WHAT TO DO - Reproduce word for word the items between the line holding "Task: check that each instance of the glass base" and the line holding "[(43, 446), (78, 368), (116, 182)]", inclusive, and nothing else.

LISTED RECORDS -
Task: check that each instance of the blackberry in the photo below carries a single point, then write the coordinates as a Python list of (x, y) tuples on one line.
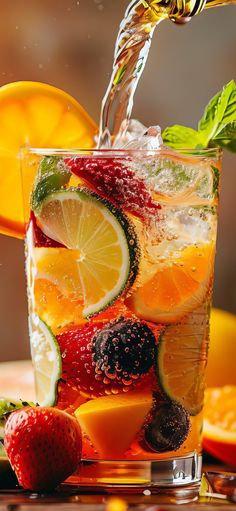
[(168, 429), (124, 349)]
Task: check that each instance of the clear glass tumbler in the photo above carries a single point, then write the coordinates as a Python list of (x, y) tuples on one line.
[(120, 250)]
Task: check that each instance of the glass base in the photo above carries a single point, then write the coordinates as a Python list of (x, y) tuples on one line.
[(171, 473)]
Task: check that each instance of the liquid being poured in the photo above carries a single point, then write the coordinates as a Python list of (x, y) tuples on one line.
[(131, 52)]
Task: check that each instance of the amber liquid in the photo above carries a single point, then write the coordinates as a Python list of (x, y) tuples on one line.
[(131, 53)]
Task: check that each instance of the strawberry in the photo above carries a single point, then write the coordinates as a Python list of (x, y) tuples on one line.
[(43, 446), (78, 368), (116, 182)]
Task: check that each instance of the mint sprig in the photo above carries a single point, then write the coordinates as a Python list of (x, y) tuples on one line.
[(217, 126)]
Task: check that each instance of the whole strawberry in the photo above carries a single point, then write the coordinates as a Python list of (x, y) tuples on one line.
[(43, 446)]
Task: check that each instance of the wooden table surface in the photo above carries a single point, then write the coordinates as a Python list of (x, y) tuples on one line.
[(16, 381)]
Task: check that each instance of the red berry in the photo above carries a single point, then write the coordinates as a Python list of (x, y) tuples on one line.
[(116, 182), (80, 368), (40, 239), (43, 446)]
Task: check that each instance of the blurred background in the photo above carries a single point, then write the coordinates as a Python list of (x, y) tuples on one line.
[(69, 44)]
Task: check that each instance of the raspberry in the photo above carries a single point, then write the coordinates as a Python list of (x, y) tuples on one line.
[(116, 182), (82, 366), (40, 239)]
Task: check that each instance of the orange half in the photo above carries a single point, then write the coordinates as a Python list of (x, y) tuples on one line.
[(219, 431), (34, 114)]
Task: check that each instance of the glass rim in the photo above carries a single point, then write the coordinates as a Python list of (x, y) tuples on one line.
[(201, 152)]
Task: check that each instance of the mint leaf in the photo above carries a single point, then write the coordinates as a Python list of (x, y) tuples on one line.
[(227, 137), (220, 111), (180, 137), (216, 180), (216, 128)]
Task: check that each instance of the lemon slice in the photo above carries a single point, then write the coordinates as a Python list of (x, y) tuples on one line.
[(182, 358), (46, 360), (103, 255), (37, 115)]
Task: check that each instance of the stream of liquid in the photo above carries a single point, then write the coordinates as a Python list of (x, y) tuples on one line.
[(131, 53)]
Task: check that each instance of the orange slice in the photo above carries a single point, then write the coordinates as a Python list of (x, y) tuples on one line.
[(112, 422), (177, 287), (182, 358), (219, 431), (37, 115)]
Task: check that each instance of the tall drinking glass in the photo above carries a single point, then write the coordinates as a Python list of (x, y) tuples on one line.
[(120, 249)]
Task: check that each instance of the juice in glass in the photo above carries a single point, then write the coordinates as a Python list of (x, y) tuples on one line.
[(120, 250)]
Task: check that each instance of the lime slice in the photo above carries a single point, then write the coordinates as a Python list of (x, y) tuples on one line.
[(103, 255), (52, 175), (46, 360), (182, 358)]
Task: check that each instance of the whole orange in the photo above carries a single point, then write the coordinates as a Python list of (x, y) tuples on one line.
[(222, 351)]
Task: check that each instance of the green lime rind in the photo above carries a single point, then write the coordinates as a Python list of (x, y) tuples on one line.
[(126, 230), (44, 346), (52, 175), (193, 406), (8, 406)]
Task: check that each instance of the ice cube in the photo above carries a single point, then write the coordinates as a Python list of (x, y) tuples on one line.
[(134, 135)]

REPLY -
Task: check that each instance of the glass base in the photo above carries a single point, then write the coordinates as a Python list of (x, y) tuples on one line.
[(171, 473)]
Task: check that each instance of the liquid being poured in the photo above carries a single point, then write the coordinates as a Python list of (x, y) tuples on one line.
[(131, 52)]
Task: check that each instance of the amber liquid in the photo above carries a single point, then write the coordinates as a Python list of (x, y) tuples on one line.
[(131, 53)]
Task: check that each instance of the strawberry in the photo above carries a single point, then write the coordinates as a Python list of (x, y) tuples on one line.
[(43, 446), (78, 368), (116, 182)]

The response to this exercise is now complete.